• _TEXTAUSZUG_:
Bei der Beurteilung, ob Steuervorteile im Einzelfall anzurechnen sind, kann daher auf die Rechtsprechung des XI. Senats des BGH zu Schadensersatzansprüchen zurückgegriffen werden.

Dabei kann dahinstehen, ob der allein aufgrund des Widerrufs in Anspruch genommene insoweit gegenüber dem Schadensersatzpflichtigen besser zu stellen ist, als ihm gegenüber Steuervorteile in jedem Fall anzurechnen sind und nicht nur, wenn diese eine besondere Größenordnung erreichen. Denn jedenfalls besteht keine Veranlassung, dem aufgrund Widerrufs in Anspruch genommenen die Vorteile zuzubilligen, die sich durch Veränderungen der persönlichen Steuermerkmale oder durch Steuersatzänderungen ergeben.

Dann verbleiben aber im vorliegenden Fall keine ausgleichspflichtigen Steuervorteile. Zu betrachten sind dabei nicht nur die anfänglichen Verlustzuweisungen, sondern auch die späteren Gewinnzuweisungen. Übersteigen die Verlustzuweisungen die Gewinnzuweisungen, wie hier (bisher) um 6.290,54 €, so schlägt sich dies in der Regel in einem negativen Kapitalkonto des Gesellschafters nieder. Wird er hiervon durch Rückgabe der Anlage an die in Anspruch genommene Bank gegen Zahlung einer Entschädigung befreit, realisiert sich insoweit ein steuerpflichtiger Gewinn, soweit es sich wie hier um Einkünfte aus Gewerbebetrieb handelt (vgl. BGH, Urteil vom 28.1.2014, XI ZR 42/13). Bleibende Steuervorteile beim Kläger können danach nicht festgestellt werden.

VI. Der Zinsanspruch des Klägers folgt aus § 291 BGB.

VII. Dem Anspruch des Klägers steht der im Antrag bereits berücksichtigte Anspruch der Beklagten auf Übertragung der streitgegenständlichen Beteiligung gegenüber. Dass der Kläger die Beteiligungsnummer in den Anträgen nicht genannt hat, ist jedenfalls schon deshalb unschädlich, da er sie später mitgeteilt hat, die Beklagte aber gleichwohl weiter Klageabweisung beantragt hat, so dass auch der Feststellungsantrag begründet ist. Im Übrigen bestehen gegen die Begründetheit des Feststellungsantrages aber auch deshalb keine Bedenken, da der Kläger nur die eine Beteiligung an dem streitgegenständlichen Fonds hält; sein Angebot auf Übertragung daher ausreichend ist.

• _MATERIAL ERKUNDEN_:
[1] Auf welche Rechtsprechung und welche Gesetzesvorschriften verweist der Textauszug? Nennen Sie alle.
[2] Beantworten Sie zum Textauszug:
(a) Um welchen Betrag übersteigen die Verlustzuweisungen die Gewinnzuweisungen bisher?
(b) Aus welcher Vorschrift folgt der Zinsanspruch des Klägers?
(c) Wie viele Beteiligungen an dem streitgegenständlichen Fonds hält der Kläger?
Die anschließenden Zeilen stehen in keinem Zusammenhang mit dem Textauszug.

• _DATENAUSSCHNITT_:
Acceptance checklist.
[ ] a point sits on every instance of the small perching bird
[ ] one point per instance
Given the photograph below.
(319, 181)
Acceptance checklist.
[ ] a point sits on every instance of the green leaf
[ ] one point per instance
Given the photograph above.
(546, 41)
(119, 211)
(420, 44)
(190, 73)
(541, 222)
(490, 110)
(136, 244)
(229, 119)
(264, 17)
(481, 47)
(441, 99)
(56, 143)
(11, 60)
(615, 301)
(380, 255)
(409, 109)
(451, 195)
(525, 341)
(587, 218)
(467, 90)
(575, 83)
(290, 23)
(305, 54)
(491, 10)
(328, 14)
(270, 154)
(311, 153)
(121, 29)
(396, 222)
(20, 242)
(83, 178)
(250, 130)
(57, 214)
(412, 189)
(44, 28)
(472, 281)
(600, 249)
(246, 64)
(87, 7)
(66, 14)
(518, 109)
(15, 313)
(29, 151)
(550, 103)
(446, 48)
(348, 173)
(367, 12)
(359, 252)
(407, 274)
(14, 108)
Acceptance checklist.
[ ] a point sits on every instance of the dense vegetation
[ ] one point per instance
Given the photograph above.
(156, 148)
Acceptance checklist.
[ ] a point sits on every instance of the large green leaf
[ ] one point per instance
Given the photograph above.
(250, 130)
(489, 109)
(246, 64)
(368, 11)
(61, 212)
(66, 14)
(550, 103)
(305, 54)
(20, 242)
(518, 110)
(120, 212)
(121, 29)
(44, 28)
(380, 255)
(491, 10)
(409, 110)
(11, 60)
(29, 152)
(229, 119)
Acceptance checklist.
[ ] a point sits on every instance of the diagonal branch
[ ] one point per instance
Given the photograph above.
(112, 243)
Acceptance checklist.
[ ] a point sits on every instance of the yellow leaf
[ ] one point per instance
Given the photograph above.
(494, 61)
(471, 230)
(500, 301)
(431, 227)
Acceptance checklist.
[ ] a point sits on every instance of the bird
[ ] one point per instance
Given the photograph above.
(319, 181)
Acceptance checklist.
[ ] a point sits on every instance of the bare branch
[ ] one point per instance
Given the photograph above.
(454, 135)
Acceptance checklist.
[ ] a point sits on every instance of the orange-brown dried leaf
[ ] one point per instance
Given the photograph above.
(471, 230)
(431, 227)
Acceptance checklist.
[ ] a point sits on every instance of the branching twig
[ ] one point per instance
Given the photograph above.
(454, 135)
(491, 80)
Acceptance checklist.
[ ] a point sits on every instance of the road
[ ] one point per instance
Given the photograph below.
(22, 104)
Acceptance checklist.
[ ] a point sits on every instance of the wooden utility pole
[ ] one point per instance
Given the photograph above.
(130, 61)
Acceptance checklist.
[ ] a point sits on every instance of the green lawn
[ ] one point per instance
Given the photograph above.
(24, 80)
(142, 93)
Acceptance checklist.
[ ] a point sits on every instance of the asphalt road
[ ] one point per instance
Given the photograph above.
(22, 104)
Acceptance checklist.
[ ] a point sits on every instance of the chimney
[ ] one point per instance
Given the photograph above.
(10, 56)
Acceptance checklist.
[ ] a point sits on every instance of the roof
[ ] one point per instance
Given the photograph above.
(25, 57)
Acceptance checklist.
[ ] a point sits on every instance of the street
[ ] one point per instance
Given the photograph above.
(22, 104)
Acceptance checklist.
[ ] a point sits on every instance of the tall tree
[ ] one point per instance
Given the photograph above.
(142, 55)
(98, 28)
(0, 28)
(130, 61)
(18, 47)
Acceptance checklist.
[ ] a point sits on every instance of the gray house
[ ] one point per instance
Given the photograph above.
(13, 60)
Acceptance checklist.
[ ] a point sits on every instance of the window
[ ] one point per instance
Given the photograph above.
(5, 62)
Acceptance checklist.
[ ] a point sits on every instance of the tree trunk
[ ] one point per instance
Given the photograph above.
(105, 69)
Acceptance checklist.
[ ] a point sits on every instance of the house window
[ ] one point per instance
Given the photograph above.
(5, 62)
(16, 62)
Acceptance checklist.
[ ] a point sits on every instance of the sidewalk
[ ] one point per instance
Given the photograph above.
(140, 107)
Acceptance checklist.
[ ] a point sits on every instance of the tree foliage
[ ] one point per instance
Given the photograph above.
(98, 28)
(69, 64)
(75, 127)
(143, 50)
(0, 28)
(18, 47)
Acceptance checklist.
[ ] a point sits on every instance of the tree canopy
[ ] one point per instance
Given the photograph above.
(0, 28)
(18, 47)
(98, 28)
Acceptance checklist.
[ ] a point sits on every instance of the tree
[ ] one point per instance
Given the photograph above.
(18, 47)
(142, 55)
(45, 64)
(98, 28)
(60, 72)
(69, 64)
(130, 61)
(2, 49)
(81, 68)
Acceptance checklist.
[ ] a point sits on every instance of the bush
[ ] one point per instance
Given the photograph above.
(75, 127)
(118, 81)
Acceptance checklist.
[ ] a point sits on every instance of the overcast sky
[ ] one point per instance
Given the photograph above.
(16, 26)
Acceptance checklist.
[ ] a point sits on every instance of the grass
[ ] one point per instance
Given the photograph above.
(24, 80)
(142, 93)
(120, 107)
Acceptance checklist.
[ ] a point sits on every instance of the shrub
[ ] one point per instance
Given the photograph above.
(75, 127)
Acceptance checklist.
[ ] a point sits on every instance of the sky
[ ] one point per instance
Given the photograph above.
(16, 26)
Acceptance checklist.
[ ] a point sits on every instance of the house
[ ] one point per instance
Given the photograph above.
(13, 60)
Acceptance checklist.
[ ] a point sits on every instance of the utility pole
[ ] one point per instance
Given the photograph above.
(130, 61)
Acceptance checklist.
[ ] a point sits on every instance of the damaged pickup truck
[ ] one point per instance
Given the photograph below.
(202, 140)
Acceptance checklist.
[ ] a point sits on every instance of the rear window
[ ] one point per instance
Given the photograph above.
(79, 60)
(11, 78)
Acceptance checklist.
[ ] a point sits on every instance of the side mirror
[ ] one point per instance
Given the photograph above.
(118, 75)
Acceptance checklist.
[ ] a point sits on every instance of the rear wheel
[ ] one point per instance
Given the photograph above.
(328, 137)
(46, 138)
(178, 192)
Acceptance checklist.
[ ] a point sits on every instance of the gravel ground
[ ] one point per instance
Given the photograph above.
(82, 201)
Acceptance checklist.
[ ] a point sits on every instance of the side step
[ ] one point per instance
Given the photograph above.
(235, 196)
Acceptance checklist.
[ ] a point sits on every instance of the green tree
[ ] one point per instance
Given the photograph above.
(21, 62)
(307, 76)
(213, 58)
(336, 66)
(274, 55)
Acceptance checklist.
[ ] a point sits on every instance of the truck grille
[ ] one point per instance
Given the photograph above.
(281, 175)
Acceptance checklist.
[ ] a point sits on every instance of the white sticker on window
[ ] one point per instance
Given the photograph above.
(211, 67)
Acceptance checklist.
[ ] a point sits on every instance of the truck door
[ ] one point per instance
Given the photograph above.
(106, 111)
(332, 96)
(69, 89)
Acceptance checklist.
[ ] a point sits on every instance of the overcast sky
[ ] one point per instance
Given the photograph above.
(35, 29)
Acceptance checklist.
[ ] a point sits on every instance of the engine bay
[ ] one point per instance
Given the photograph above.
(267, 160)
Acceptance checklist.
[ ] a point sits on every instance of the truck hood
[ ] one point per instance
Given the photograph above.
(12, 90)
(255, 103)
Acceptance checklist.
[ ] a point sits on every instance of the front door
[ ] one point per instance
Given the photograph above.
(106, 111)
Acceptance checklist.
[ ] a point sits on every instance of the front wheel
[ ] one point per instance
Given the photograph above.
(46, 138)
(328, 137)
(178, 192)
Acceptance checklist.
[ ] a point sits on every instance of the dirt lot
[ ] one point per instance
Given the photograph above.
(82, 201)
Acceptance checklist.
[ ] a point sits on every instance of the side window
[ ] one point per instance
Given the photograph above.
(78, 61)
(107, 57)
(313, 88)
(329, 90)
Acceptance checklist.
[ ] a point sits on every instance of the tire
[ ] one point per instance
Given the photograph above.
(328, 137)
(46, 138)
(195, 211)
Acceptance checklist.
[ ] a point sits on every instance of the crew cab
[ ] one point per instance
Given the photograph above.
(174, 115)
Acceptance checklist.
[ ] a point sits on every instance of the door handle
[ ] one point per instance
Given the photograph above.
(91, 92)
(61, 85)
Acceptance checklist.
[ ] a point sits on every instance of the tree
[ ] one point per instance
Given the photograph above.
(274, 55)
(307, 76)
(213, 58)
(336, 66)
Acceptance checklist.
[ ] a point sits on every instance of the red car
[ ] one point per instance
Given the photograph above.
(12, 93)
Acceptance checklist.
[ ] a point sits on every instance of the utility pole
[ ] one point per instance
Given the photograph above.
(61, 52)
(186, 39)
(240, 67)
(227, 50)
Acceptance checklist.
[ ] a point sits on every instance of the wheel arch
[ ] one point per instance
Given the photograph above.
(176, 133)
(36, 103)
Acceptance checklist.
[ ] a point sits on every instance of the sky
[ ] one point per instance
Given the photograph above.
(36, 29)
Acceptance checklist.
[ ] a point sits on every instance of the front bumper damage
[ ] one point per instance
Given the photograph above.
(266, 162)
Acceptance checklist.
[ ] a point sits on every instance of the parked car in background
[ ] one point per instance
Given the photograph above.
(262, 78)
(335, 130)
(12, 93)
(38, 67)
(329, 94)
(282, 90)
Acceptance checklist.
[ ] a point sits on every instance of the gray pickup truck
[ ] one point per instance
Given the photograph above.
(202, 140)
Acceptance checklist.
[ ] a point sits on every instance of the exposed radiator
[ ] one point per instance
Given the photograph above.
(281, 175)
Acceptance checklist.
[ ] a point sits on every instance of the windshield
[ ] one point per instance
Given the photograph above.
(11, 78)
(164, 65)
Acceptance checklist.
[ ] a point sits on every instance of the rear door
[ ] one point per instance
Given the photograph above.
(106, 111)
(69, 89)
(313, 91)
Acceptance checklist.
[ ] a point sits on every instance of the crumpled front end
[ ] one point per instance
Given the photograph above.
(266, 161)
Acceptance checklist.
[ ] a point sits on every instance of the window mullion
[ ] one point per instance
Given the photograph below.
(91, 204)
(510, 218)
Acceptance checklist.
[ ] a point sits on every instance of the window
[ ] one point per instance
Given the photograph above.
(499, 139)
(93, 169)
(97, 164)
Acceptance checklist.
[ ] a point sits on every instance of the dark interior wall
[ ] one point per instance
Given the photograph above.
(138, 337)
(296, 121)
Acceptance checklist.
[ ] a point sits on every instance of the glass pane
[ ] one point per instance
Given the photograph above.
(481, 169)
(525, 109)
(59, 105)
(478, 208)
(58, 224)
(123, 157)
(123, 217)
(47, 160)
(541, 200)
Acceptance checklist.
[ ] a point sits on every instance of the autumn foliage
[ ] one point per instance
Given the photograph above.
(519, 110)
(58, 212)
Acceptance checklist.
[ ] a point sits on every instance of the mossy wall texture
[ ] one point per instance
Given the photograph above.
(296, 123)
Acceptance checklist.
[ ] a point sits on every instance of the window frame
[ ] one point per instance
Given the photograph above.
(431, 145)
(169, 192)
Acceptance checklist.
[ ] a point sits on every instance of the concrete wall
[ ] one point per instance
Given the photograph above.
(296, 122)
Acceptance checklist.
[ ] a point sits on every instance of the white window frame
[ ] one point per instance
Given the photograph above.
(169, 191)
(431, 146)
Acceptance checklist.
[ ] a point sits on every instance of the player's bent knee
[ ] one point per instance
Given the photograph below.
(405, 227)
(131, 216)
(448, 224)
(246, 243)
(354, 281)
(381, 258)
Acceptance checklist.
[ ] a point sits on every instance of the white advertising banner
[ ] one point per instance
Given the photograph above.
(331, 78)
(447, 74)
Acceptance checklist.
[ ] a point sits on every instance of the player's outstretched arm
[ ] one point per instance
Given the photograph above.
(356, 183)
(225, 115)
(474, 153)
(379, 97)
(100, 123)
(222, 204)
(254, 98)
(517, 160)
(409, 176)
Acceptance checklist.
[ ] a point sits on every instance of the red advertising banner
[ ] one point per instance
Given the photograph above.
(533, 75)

• _LÖSUNGEN DER AUFGABEN_:
[1]
- Rechtsprechung des XI. Senats des BGH zu Schadensersatzansprüchen
- BGH, Urteil vom 28.1.2014, XI ZR 42/13
- § 291 BGB

[2]
(a) Um 6.290,54 €.
(b) Aus § 291 BGB.
(c) Nur eine.